**WORK REQUEST**
Once the pictures are removed, reproduce what is left of the data below exactly.

[Opening SOURCE DATA section]

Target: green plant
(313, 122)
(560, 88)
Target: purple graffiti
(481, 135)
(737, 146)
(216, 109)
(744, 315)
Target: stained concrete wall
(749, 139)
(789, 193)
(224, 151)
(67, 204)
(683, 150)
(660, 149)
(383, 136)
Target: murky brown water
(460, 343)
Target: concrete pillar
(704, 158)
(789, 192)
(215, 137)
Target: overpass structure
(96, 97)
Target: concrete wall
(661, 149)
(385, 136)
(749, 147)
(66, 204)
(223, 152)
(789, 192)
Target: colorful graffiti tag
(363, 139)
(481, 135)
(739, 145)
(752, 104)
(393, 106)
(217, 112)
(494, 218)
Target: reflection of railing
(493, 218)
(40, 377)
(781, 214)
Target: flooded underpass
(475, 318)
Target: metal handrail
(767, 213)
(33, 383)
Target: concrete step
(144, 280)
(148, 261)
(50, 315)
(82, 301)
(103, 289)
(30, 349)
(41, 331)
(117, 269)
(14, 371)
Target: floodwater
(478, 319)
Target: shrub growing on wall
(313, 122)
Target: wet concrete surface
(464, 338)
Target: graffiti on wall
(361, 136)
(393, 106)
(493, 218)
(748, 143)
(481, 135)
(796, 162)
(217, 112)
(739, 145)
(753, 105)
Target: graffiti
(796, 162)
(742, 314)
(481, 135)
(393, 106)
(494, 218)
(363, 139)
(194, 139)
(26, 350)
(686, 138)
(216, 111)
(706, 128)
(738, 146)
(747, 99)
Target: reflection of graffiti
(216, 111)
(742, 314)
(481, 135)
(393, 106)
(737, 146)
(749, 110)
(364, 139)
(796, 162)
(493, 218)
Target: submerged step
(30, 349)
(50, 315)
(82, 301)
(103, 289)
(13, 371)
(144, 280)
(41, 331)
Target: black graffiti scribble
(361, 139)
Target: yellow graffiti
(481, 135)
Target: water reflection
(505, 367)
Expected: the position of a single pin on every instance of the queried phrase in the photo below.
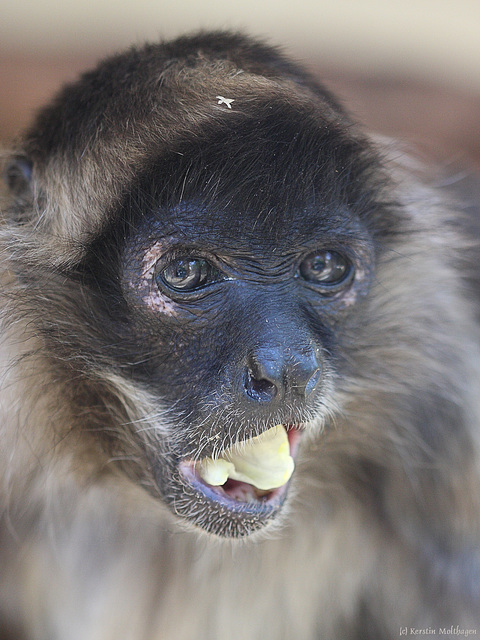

[Closing SOURCE DATA section]

**RESULT FOR THIS EXERCISE**
Target: green plant
(313, 122)
(560, 88)
Target: purple graffiti
(481, 135)
(737, 146)
(216, 109)
(744, 315)
Target: stained concrete wall
(749, 139)
(789, 193)
(224, 151)
(67, 204)
(683, 150)
(660, 149)
(383, 136)
Target: murky brown water
(460, 343)
Target: concrete pillar
(704, 158)
(789, 192)
(215, 137)
Target: overpass structure
(96, 97)
Target: concrete wall
(661, 149)
(385, 136)
(749, 147)
(66, 204)
(223, 152)
(789, 192)
Target: colorful graffiti tag
(363, 139)
(481, 135)
(739, 145)
(752, 104)
(393, 106)
(217, 112)
(494, 218)
Target: reflection of railing
(493, 218)
(40, 377)
(781, 214)
Target: flooded underpass
(475, 318)
Target: metal handrail
(767, 213)
(33, 383)
Target: concrete step
(144, 280)
(148, 261)
(50, 315)
(82, 301)
(103, 289)
(30, 349)
(41, 331)
(117, 269)
(14, 371)
Target: floodwater
(478, 319)
Target: shrub growing on wall
(313, 122)
Target: wet concrete surface
(464, 338)
Target: graffiti on wall
(361, 136)
(393, 106)
(493, 218)
(748, 143)
(481, 135)
(796, 162)
(217, 112)
(739, 145)
(753, 105)
Target: graffiti
(796, 162)
(742, 314)
(481, 135)
(393, 106)
(494, 218)
(363, 139)
(194, 139)
(26, 350)
(686, 138)
(216, 111)
(706, 128)
(738, 146)
(747, 99)
Target: reflection of graffiti
(216, 111)
(742, 314)
(481, 135)
(393, 106)
(737, 146)
(749, 110)
(364, 139)
(796, 162)
(493, 218)
Target: submerged step
(30, 349)
(50, 315)
(82, 301)
(103, 289)
(13, 371)
(144, 280)
(41, 331)
Target: black graffiti scribble
(361, 139)
Target: yellow graffiti
(481, 135)
Target: water reflection
(505, 367)
Expected: the position of a single pin on every instance of the queried phrase in the photo below.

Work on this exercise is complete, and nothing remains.